__Task instructions__.
Search the records for "toilet" and copy each line that holds it.

---- Record set

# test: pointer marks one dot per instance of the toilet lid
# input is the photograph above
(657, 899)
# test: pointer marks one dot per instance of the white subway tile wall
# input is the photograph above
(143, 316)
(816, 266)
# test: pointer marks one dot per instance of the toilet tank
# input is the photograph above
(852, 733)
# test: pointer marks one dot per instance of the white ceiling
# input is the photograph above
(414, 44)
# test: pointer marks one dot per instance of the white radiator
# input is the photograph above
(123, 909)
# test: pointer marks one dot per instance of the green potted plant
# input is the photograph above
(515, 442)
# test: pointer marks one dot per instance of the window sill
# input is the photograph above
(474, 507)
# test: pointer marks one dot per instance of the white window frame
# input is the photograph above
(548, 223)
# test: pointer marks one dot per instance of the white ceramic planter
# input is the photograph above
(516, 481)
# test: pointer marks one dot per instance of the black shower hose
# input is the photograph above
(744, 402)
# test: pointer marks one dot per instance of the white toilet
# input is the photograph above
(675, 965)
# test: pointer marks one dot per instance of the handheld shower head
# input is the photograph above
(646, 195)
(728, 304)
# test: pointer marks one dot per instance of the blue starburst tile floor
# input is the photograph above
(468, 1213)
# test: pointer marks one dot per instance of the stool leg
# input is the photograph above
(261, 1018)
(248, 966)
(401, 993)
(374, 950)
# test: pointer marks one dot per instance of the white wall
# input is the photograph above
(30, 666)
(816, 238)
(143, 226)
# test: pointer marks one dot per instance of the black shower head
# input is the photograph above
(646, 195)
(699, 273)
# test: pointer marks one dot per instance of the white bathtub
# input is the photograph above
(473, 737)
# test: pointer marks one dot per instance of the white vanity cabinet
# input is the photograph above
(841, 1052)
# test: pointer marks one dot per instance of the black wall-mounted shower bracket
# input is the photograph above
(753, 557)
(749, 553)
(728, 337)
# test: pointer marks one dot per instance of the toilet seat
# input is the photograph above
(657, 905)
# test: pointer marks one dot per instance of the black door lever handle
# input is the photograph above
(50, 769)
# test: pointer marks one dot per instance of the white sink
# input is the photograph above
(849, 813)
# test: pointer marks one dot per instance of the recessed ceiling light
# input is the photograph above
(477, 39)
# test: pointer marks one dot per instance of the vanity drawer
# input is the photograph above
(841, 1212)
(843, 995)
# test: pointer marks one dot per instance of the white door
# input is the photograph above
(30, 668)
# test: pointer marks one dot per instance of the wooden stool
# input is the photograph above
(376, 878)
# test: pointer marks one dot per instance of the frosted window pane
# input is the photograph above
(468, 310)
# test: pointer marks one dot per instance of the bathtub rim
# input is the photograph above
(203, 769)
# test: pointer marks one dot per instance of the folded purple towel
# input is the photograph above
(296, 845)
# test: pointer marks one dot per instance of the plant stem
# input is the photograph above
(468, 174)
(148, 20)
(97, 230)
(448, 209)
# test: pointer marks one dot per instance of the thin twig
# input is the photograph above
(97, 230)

--------

__Response for this exercise__.
# test: pointer marks one dot per instance of the toilet lid
# test: pointer marks one dot per instance of the toilet tank
# test: pointer marks one dot per instance of the white toilet
# test: pointer marks one dot per instance of the toilet seat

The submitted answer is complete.